*SEITENTEXT*.
------------------------------------------------------------------------
Relevanz für die Praxis
Für die Pflichtverteidigerbestellung mit vorherigem Wahlanwaltsauftrag gilt: Wird ein Pflichtverteidiger bestellt, dem zuvor schon ein Wahlanwaltsauftrag erteilt worden war, gilt § 60 Abs. 1 S. 2 RVG. Für den Vergütungsanspruch gegen den Landeskasse ist in diesem Fall nicht auf den Zeitpunkt der Pflichtverteidigerbestellung, sondern auf den Zeitpunkt des Wahlanwaltsauftrags abzustellen. Damit wird verhindert, dass ein Anwalt die Pflichtverteidigervergütung nach einem anderen Recht als die Wahlanwaltsvergütung erhält.
Beispiel 1 |
Rechtsanwalt R wurde im Dezember 2020 als Wahlverteidiger beauftragt und im Januar 2021 zum Pflichtverteidiger bestellt. Lösung Der unbedingte Verteidigerauftrag ist vor dem 1.1.21 erteilt worden. Hier gilt nicht nur für die Wahlanwalts-, sondern auch für die Pflichtverteidigervergütung altes Recht. |
Für die Pflichtverteidigerbestellung ohne vorherigen Wahlanwaltsauftrag gilt: Die Pflichtverteidigerbestellung setzt – im Gegensatz zur PKH – nicht voraus, dass ein Wahlmandat besteht. Vielmehr kann der Pflichtverteidiger auch ohne oder gar gegen den Willen des Anwalts beigeordnet werden. In diesem Fall gibt es keinen vorherigen Wahlanwaltsauftrag, sodass nicht gemäß § 60 Abs. 1 S. 1 und 2 RVG auf den Tag der Auftragserteilung abgestellt werden kann. Maßgebend ist vielmehr der Tag, an dem die Bestellung wirksam geworden ist.
------------------------------------------------------------------------
*Dateneinträge*.
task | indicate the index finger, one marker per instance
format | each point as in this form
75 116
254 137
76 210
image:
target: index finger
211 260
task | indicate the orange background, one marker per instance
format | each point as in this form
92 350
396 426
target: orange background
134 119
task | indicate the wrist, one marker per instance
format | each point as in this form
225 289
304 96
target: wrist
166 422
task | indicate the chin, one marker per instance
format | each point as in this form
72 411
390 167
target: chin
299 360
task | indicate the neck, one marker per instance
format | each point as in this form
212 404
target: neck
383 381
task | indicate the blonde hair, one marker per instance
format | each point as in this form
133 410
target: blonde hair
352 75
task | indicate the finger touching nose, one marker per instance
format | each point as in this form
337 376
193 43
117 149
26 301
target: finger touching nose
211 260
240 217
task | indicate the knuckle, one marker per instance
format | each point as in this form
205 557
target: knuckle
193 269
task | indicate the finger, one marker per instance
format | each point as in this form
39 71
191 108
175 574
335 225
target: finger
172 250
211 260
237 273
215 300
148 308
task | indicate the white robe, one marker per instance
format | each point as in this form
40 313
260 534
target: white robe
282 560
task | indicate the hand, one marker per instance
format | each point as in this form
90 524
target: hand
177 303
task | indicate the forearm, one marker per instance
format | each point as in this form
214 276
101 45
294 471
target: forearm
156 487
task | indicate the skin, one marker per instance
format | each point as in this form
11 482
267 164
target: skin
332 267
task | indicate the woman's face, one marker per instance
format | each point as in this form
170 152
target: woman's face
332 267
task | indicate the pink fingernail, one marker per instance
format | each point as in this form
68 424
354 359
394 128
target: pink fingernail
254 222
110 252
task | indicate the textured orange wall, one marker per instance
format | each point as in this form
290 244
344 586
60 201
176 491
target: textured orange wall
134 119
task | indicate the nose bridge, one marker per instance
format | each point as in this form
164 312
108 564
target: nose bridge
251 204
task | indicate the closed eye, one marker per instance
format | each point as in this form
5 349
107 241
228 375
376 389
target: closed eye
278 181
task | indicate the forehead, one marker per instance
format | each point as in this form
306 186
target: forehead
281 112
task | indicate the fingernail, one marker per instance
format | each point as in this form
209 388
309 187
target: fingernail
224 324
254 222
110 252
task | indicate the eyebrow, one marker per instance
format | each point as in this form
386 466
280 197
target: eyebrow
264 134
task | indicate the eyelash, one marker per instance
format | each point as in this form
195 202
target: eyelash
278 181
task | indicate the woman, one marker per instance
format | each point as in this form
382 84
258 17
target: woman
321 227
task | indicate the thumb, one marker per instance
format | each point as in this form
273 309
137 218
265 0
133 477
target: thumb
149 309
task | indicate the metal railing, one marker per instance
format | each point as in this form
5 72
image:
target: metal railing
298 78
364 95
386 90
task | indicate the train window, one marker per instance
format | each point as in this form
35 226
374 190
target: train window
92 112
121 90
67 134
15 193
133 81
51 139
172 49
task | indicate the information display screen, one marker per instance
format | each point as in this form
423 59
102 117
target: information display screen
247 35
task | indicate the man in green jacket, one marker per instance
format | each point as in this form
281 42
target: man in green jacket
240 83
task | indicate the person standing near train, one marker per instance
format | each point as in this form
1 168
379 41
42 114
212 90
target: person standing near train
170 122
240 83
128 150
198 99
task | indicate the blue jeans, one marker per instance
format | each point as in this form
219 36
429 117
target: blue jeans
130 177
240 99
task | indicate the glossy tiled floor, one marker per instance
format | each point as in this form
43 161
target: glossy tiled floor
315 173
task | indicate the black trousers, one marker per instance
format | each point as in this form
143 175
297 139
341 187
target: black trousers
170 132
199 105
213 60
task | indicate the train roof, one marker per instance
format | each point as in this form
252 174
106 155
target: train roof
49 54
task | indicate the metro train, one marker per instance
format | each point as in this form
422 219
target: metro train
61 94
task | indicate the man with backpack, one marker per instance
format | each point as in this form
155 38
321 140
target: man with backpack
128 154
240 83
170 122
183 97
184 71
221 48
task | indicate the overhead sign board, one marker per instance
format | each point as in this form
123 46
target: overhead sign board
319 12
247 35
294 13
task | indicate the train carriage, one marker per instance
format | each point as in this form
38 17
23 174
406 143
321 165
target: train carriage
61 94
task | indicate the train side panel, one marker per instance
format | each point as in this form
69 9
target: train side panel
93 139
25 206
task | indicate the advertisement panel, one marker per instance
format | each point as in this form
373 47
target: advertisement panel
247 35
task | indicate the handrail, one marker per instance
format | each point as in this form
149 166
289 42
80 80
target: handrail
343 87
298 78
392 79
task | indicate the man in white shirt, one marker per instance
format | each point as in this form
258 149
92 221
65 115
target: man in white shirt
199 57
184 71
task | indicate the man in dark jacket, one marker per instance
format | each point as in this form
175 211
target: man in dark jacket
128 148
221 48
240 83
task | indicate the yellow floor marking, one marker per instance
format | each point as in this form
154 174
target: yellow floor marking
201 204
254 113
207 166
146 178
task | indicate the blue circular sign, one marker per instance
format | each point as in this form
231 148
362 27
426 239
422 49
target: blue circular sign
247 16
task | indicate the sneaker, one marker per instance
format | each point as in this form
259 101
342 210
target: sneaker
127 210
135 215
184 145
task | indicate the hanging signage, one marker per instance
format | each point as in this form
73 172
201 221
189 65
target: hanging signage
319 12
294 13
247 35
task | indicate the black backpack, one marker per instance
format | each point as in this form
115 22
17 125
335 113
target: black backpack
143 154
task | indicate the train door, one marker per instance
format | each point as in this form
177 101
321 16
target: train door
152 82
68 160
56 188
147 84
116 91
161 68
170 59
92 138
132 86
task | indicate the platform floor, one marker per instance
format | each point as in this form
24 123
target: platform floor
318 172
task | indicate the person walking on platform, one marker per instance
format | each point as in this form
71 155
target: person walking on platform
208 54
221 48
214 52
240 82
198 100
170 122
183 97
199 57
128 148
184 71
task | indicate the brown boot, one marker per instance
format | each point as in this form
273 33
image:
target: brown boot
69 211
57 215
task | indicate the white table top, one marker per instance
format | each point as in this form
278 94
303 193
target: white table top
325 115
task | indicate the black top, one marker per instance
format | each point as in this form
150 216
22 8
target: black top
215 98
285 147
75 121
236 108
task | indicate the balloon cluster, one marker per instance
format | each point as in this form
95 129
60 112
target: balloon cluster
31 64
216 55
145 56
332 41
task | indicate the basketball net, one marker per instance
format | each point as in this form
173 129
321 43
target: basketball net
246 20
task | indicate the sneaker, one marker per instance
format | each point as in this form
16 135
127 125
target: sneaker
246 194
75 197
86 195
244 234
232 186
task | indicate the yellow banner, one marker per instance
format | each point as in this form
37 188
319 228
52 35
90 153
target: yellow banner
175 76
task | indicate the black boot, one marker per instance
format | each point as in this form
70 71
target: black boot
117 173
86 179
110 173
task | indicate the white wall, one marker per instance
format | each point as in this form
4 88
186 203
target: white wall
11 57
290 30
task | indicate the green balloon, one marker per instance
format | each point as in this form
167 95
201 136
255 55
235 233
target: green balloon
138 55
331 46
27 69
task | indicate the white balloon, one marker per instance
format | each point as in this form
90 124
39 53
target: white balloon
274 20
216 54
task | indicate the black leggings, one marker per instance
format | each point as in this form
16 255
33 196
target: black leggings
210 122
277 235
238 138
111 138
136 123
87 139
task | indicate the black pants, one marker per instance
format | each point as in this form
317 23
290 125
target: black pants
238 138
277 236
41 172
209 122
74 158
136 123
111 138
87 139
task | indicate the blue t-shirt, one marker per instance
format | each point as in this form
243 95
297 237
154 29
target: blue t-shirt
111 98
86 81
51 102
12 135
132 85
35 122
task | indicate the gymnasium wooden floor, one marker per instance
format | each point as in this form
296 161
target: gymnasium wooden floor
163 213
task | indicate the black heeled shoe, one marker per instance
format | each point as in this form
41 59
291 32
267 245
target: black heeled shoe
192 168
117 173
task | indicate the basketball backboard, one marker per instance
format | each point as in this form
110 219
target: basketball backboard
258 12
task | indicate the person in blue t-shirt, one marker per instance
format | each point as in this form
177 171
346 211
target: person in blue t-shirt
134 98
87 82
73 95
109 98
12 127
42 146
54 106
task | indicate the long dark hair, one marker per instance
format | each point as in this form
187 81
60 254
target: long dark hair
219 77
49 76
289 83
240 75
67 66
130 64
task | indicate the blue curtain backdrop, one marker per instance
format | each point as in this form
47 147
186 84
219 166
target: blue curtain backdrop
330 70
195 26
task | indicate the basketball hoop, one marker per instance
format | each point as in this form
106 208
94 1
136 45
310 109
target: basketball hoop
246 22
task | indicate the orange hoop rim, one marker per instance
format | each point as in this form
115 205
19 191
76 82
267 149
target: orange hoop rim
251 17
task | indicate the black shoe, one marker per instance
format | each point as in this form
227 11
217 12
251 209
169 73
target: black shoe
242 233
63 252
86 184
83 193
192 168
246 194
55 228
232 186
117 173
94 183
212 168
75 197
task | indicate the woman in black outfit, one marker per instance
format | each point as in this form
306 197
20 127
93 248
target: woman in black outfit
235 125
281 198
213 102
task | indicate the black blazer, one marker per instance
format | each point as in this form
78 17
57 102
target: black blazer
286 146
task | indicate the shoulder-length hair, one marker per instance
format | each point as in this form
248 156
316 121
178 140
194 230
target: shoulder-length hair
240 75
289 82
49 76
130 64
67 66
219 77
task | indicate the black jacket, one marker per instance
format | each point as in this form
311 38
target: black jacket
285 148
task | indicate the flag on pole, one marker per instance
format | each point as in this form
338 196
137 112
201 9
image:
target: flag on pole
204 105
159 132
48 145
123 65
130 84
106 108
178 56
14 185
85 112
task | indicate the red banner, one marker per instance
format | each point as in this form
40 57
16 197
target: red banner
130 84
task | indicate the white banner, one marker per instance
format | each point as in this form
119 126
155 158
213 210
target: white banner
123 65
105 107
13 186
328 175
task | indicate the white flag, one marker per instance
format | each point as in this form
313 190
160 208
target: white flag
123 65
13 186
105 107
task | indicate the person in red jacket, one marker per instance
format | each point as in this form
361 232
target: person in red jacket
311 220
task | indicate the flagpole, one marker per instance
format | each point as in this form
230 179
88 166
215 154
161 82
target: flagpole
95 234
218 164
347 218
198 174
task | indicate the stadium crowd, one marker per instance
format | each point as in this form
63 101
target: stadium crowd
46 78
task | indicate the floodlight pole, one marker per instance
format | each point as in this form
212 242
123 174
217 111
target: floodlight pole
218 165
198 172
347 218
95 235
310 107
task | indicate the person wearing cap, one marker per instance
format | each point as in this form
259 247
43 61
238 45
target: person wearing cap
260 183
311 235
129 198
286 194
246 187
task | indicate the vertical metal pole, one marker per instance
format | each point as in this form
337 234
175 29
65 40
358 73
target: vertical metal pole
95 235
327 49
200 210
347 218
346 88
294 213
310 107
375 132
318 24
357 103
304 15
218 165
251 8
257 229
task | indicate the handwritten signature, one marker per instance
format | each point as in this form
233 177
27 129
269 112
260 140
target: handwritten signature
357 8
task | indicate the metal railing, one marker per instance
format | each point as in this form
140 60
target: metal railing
------------------------------------------------------------------------
*ÜBUNGSAUFGABEN*.
1 > Welcher Tag ist laut Seitentext maßgebend, wenn der Pflichtverteidigerbestellung kein Wahlanwaltsauftrag vorausging?
2 > Schreiben Sie aus dem Seitentext den Abschnitt ab, der mit den Worten „Relevanz für die“ beginnt, und hören Sie nach „die Wahlanwaltsvergütung erhält.“ auf.
Für die Bearbeitung werden die Einträge nicht benötigt.

*LÖSUNGEN*.
1 > Der Tag, an dem die Bestellung wirksam geworden ist.

2 >
Relevanz für die Praxis
Für die Pflichtverteidigerbestellung mit vorherigem Wahlanwaltsauftrag gilt: Wird ein Pflichtverteidiger bestellt, dem zuvor schon ein Wahlanwaltsauftrag erteilt worden war, gilt § 60 Abs. 1 S. 2 RVG. Für den Vergütungsanspruch gegen den Landeskasse ist in diesem Fall nicht auf den Zeitpunkt der Pflichtverteidigerbestellung, sondern auf den Zeitpunkt des Wahlanwaltsauftrags abzustellen. Damit wird verhindert, dass ein Anwalt die Pflichtverteidigervergütung nach einem anderen Recht als die Wahlanwaltsvergütung erhält.